[Referring expression grounding data]
• • • • •
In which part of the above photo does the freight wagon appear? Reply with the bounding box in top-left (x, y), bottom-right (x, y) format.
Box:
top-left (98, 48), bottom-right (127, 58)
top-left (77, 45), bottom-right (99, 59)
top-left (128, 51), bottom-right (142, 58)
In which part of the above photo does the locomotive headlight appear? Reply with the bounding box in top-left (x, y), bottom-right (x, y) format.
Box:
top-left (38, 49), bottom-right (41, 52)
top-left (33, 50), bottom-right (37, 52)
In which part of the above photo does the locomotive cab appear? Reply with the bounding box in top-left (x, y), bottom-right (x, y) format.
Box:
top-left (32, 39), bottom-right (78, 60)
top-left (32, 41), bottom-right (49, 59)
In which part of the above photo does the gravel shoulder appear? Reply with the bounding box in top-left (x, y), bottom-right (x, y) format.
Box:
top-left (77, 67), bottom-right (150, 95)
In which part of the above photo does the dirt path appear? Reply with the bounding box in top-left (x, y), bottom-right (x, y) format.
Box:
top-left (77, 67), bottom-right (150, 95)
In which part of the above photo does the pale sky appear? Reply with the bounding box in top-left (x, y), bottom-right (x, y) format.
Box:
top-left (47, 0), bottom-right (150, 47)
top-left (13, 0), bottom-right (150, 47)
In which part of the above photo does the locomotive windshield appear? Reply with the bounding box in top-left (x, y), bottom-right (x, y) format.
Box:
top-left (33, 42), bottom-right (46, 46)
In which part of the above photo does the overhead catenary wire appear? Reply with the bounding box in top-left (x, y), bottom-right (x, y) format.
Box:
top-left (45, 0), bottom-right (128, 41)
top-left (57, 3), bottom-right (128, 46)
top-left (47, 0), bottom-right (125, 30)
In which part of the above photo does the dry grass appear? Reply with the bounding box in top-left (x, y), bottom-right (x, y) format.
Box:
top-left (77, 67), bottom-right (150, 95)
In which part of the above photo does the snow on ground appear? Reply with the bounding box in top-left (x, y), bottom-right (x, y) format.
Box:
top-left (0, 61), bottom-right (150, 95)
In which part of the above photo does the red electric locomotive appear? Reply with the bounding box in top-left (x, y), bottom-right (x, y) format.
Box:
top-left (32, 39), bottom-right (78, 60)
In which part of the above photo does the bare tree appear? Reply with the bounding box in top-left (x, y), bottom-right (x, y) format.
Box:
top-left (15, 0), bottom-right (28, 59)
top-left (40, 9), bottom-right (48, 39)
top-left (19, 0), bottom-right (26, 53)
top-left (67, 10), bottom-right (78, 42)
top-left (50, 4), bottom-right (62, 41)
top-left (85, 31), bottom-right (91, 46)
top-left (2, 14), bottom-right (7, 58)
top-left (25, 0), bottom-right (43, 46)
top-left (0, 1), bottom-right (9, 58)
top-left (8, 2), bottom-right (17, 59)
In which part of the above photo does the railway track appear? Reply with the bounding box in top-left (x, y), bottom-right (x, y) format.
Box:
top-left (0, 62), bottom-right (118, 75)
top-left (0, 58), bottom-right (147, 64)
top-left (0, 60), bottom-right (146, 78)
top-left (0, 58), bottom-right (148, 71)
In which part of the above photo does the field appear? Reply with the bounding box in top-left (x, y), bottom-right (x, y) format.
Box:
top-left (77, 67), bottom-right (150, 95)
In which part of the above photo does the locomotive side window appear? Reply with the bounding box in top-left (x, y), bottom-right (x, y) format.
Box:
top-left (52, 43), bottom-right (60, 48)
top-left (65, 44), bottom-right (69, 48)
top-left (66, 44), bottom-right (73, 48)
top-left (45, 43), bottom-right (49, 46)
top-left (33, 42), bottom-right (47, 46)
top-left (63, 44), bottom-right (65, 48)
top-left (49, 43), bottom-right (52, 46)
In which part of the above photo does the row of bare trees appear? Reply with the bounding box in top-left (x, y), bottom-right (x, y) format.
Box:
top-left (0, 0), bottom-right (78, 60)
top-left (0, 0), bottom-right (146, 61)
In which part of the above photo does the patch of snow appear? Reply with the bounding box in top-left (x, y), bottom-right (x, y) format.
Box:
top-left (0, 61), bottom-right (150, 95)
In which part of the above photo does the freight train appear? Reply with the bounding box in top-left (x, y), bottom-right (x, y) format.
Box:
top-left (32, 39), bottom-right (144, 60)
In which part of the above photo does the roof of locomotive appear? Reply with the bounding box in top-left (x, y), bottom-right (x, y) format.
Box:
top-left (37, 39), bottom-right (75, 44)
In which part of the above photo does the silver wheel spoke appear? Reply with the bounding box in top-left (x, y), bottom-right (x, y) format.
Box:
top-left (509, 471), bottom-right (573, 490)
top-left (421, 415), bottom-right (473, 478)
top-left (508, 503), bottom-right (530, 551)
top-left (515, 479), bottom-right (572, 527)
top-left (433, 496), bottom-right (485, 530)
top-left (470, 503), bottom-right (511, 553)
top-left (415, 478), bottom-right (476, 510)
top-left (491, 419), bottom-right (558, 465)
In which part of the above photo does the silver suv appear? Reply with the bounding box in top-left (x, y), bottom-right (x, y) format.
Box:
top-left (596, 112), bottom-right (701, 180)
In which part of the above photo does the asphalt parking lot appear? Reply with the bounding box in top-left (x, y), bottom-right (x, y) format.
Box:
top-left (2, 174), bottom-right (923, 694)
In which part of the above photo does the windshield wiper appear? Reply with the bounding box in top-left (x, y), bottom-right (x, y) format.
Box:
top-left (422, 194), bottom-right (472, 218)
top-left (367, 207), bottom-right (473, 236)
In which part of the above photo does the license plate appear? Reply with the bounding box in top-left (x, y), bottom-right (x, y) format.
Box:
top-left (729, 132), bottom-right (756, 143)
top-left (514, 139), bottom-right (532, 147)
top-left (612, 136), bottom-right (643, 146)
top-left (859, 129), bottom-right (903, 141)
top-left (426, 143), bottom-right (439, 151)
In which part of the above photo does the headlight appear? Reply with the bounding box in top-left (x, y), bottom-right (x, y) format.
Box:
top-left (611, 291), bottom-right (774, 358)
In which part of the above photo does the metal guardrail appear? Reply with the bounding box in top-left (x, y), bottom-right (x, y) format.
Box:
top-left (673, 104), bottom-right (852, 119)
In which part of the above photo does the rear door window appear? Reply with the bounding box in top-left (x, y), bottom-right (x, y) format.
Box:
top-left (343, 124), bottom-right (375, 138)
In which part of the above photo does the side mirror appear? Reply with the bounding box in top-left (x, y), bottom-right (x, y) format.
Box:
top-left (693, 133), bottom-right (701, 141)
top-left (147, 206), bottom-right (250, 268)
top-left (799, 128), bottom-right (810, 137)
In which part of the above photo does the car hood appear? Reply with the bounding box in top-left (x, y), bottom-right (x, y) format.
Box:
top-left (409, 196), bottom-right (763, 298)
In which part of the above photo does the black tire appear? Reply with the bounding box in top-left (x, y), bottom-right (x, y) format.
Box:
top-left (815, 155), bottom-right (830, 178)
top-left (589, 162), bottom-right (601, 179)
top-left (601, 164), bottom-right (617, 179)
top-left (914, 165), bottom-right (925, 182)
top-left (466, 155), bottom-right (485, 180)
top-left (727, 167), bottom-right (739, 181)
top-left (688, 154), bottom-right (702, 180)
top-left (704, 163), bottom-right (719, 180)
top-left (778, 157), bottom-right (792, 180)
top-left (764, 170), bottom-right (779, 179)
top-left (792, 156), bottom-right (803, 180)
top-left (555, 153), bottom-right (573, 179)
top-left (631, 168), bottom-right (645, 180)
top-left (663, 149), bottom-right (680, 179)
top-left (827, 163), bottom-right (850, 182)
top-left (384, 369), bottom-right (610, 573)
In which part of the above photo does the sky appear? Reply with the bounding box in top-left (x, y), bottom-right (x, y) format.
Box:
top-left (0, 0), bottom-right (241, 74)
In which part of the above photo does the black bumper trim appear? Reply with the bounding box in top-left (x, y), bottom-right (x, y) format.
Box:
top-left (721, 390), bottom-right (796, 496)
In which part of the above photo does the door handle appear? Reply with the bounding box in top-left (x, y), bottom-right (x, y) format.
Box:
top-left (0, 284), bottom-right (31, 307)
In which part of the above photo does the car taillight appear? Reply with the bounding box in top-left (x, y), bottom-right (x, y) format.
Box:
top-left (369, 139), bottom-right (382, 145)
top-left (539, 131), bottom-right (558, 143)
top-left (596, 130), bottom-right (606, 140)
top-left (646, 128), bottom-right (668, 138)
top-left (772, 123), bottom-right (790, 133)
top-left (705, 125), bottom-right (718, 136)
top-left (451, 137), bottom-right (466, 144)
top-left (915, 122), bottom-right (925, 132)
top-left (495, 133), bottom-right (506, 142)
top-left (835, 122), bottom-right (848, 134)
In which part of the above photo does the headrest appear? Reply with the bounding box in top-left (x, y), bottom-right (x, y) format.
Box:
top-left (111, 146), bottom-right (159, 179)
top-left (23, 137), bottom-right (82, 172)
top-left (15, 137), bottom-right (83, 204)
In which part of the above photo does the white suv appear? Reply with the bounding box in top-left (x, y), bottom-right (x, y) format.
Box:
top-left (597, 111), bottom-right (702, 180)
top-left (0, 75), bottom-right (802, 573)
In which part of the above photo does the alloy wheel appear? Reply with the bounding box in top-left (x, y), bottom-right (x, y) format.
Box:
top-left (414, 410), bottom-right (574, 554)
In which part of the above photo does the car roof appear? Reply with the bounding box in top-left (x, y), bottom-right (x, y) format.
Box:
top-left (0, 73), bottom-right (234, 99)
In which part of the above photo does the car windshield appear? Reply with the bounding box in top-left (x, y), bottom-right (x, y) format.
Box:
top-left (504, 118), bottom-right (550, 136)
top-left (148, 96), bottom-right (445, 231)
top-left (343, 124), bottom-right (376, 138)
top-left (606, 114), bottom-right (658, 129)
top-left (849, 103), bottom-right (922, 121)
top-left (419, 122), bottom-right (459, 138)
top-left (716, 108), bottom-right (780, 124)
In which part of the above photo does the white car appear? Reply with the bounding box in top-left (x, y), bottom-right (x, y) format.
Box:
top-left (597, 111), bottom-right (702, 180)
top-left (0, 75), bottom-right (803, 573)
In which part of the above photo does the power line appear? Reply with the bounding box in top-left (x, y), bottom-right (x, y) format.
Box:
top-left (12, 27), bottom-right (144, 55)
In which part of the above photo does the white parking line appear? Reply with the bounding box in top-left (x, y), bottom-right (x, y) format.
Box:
• • • • •
» **WHAT IS NEEDED**: The lines to show are those in the data above that include "freight".

» **TASK ANSWER**:
In which part of the above photo does the freight wagon appear? Reply with the bounding box in top-left (x, y), bottom-right (x, y) format.
In which part of the above photo does the freight train appear? Reply with the bounding box in top-left (x, y), bottom-right (x, y) format.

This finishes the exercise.